* [TASK PROMPT]
Your response should give back each record exactly, word for word.

Stored items from a collection:
━━━━━━━━━━━━━━━━━━━━━━━━━━━━━━

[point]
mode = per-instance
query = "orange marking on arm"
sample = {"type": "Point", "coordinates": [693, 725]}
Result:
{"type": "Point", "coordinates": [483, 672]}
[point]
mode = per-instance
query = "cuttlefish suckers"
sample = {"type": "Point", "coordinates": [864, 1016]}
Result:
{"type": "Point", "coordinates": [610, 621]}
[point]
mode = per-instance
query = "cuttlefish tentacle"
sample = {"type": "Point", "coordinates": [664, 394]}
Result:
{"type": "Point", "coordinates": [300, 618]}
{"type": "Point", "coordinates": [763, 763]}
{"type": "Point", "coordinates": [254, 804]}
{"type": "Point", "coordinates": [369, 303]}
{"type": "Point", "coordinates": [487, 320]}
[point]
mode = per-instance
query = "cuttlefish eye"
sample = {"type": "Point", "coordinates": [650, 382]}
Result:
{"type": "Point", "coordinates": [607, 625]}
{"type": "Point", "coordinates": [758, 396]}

━━━━━━━━━━━━━━━━━━━━━━━━━━━━━━

* [SOLUTION TO THE EXERCISE]
[point]
mode = per-instance
query = "orange marking on arm"
sample = {"type": "Point", "coordinates": [693, 725]}
Result:
{"type": "Point", "coordinates": [483, 672]}
[point]
mode = per-instance
query = "cuttlefish suckers"
sample = {"type": "Point", "coordinates": [864, 1016]}
Result:
{"type": "Point", "coordinates": [610, 621]}
[point]
mode = per-instance
query = "cuttlefish tentacle"
sample = {"type": "Point", "coordinates": [664, 394]}
Result:
{"type": "Point", "coordinates": [300, 618]}
{"type": "Point", "coordinates": [763, 763]}
{"type": "Point", "coordinates": [254, 804]}
{"type": "Point", "coordinates": [369, 303]}
{"type": "Point", "coordinates": [487, 320]}
[point]
mode = per-instance
query = "cuttlefish eye"
sample = {"type": "Point", "coordinates": [650, 382]}
Result:
{"type": "Point", "coordinates": [607, 625]}
{"type": "Point", "coordinates": [758, 396]}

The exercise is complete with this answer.